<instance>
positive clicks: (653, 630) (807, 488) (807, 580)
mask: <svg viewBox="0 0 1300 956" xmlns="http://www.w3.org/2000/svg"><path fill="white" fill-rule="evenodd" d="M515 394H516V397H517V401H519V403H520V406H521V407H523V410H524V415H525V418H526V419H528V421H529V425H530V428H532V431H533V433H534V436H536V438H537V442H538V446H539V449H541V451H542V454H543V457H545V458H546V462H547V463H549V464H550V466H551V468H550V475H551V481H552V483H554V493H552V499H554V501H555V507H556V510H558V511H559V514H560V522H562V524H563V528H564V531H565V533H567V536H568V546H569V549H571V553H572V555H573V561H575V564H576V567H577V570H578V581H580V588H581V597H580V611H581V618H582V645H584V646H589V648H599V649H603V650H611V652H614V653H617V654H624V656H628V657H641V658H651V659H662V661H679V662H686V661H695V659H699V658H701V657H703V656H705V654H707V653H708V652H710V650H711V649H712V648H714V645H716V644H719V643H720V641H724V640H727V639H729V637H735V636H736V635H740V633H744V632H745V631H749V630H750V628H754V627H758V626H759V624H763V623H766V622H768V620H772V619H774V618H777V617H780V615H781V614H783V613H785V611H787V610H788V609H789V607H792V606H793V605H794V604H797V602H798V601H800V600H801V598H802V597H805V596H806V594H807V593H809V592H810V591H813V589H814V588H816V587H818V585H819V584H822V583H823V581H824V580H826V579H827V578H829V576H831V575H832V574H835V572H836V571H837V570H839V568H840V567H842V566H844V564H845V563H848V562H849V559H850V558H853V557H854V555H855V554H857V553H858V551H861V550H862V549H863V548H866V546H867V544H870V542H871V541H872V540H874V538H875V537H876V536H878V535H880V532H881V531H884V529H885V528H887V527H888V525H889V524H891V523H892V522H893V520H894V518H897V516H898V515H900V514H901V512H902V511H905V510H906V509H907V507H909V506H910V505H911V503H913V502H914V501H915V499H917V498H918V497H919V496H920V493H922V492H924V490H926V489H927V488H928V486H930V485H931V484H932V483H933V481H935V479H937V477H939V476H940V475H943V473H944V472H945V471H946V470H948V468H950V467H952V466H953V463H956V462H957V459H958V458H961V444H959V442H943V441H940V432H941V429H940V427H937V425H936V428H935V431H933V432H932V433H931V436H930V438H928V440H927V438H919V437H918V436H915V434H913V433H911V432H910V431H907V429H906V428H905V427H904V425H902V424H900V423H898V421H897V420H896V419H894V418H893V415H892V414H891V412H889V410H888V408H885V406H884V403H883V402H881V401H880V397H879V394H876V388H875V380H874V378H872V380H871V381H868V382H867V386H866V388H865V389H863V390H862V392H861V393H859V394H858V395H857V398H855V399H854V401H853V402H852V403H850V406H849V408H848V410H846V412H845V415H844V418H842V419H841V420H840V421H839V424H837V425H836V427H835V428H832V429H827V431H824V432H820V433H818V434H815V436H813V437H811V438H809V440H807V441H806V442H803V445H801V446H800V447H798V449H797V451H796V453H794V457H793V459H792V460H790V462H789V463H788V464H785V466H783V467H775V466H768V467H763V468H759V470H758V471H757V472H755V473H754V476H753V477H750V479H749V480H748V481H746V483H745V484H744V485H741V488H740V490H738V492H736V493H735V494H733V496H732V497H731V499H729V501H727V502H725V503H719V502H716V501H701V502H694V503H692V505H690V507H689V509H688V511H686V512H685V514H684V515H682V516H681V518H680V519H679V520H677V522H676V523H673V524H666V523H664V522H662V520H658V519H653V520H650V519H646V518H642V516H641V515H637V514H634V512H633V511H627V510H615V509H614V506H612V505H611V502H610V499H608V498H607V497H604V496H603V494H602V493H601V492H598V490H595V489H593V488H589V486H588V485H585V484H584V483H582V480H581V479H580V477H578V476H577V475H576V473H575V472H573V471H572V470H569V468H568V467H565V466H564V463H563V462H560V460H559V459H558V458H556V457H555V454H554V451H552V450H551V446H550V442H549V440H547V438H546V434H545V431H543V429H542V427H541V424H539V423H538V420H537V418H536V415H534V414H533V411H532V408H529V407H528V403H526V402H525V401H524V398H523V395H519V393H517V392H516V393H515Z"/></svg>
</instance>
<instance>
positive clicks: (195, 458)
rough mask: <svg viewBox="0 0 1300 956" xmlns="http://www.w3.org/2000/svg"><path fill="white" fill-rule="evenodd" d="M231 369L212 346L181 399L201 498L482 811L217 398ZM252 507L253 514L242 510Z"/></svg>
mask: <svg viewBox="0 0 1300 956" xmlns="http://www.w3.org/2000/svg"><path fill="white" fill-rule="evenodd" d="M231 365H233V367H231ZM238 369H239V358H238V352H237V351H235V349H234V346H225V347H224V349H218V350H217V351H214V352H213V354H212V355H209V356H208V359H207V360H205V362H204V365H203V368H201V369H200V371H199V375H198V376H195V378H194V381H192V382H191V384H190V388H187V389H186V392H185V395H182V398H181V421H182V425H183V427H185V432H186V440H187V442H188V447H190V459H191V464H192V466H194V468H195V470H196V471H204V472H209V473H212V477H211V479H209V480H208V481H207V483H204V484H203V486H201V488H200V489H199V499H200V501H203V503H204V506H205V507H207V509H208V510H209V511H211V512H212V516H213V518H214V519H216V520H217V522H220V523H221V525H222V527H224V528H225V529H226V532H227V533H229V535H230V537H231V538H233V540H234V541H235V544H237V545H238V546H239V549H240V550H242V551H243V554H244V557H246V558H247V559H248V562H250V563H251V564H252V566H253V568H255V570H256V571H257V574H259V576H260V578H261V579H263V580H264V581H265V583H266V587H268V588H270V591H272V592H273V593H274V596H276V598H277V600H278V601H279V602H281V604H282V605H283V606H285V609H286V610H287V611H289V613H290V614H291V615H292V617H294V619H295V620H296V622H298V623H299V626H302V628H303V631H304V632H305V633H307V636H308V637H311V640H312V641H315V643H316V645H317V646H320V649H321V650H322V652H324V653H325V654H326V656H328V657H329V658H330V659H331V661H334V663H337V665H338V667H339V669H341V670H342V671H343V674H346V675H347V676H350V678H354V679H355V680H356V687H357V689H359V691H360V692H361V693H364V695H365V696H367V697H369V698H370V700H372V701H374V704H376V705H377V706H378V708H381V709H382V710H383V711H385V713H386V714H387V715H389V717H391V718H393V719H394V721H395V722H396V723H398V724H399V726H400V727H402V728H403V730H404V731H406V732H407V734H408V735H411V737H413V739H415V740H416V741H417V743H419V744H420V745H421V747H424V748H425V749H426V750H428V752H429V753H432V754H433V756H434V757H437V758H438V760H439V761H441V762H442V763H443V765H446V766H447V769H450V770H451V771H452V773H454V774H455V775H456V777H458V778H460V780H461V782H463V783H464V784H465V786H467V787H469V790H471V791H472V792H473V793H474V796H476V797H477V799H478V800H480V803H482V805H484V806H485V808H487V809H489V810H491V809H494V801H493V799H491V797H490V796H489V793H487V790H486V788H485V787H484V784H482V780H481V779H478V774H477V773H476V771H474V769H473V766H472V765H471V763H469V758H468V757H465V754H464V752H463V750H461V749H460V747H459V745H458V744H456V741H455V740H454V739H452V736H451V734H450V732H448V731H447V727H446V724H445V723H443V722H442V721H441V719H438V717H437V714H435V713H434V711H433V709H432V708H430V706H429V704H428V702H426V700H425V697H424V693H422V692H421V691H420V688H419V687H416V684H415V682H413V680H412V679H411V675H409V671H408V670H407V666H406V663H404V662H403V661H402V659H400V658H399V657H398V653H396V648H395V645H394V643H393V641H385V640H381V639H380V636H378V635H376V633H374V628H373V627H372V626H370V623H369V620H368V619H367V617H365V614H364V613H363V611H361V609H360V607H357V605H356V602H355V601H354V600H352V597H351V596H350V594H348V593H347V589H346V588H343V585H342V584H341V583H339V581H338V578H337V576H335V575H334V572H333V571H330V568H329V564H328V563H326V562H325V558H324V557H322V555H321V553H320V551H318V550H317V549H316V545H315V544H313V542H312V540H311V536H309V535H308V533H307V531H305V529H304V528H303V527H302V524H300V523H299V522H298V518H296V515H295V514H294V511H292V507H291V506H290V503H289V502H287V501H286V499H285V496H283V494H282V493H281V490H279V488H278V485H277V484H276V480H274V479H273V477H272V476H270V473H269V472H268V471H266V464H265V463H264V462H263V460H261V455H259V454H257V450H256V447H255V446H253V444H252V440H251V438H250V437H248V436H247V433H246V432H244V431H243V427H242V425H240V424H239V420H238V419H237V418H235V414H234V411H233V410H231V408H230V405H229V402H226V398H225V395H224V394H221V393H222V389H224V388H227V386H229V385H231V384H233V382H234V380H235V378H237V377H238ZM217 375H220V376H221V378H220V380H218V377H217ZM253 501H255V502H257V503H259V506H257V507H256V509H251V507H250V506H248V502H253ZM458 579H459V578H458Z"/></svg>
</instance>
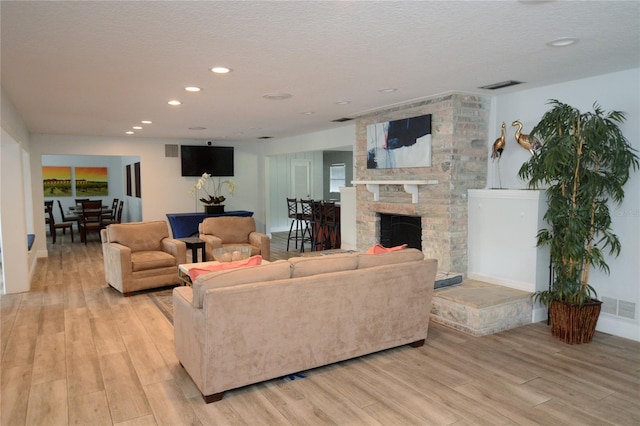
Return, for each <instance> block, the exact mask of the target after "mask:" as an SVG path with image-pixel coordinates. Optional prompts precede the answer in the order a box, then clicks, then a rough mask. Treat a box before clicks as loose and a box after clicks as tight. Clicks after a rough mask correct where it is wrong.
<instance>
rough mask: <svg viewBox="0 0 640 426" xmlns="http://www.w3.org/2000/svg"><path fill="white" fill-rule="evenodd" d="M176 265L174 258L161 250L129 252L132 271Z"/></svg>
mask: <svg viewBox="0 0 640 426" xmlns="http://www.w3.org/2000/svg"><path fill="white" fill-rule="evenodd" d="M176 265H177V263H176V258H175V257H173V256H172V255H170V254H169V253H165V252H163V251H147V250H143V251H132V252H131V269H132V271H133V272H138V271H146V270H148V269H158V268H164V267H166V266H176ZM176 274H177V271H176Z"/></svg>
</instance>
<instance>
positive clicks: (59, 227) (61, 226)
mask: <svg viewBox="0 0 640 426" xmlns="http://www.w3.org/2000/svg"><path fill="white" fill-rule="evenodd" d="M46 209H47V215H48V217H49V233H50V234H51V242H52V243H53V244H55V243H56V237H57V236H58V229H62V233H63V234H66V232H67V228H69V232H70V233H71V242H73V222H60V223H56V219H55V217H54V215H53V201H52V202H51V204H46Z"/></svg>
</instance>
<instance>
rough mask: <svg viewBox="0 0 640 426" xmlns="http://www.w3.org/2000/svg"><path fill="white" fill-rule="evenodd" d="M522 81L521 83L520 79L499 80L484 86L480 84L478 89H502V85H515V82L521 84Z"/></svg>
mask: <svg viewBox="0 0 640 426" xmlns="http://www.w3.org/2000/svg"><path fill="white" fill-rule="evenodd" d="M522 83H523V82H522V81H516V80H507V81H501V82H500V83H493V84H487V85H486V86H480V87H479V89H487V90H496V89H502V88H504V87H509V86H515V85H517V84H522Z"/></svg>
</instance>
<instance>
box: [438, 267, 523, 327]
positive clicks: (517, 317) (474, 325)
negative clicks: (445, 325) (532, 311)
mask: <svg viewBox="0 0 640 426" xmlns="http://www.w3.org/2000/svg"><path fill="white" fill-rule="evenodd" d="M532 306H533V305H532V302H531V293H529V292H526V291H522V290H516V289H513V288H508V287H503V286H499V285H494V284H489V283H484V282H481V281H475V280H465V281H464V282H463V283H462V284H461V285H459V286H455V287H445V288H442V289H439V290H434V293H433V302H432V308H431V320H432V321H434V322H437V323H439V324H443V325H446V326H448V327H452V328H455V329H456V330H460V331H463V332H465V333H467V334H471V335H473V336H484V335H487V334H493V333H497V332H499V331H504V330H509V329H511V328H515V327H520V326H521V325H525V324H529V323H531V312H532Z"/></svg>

==

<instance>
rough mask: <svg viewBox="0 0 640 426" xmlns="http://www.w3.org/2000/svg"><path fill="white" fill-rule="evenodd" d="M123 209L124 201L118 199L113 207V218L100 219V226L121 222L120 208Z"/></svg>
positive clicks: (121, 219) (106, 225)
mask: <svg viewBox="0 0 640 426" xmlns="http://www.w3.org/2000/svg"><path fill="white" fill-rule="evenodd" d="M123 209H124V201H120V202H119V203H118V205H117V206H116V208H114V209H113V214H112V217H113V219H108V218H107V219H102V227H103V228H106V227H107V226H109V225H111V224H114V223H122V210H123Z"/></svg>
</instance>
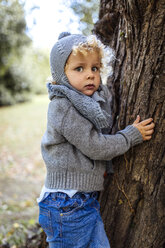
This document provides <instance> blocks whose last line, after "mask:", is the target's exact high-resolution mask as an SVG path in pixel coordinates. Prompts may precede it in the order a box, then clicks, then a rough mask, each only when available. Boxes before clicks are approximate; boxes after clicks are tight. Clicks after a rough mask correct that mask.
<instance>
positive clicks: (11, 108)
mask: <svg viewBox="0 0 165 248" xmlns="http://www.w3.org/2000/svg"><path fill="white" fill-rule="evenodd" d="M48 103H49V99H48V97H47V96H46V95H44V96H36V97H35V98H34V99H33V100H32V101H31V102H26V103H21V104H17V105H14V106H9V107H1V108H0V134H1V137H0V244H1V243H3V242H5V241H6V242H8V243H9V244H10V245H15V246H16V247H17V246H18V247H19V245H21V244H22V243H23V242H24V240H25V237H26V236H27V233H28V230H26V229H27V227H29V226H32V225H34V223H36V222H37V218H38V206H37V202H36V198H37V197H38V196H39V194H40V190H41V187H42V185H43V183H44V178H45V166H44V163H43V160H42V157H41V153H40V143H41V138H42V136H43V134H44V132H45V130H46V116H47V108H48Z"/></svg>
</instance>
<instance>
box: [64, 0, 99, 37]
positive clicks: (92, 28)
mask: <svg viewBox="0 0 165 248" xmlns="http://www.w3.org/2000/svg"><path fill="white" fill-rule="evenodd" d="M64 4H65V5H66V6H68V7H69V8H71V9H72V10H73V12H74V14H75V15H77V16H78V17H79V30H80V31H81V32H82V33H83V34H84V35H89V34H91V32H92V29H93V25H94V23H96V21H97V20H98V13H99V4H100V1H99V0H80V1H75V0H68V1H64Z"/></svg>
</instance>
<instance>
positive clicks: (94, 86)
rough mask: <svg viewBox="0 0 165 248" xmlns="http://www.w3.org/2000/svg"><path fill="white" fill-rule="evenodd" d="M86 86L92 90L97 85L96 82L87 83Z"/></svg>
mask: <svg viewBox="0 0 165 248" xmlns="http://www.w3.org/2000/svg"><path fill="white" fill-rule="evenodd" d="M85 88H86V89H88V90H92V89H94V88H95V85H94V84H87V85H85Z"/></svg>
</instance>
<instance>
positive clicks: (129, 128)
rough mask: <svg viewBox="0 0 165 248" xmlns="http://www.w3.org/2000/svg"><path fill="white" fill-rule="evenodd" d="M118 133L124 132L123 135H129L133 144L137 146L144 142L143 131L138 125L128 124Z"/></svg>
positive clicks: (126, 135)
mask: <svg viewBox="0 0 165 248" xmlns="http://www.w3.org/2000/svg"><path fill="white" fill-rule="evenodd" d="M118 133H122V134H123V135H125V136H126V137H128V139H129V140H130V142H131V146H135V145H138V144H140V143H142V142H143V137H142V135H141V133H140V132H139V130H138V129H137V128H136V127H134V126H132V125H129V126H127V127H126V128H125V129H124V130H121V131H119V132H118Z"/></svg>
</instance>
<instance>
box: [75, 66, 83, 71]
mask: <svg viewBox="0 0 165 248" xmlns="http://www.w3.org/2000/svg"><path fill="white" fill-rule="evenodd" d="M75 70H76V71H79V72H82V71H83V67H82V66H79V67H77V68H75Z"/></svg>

■ ABOUT THIS EXERCISE ■
Gather up, from the records above, each line where the word "then" appears.

■ ANSWER FOR THIS EXERCISE ■
Return, for each <instance> block, the exact mask of the target after "mask:" as an SVG path with image-pixel coordinates. Optional prompts precede the answer in the order a box, then clicks, then a rough mask. Treat a box before clicks as loose and a box after clicks as tight. Clicks after a rough mask correct where it is wrong.
This document provides <instance> blocks whose last line, after "mask:", is the target's exact high-resolution mask as an SVG path in pixel coordinates. Prompts may precede it in the order a box, then clicks, then a rough mask, each only when available. Boxes before clicks are approximate; boxes after clicks are tight. Clicks after a rough mask correct that mask.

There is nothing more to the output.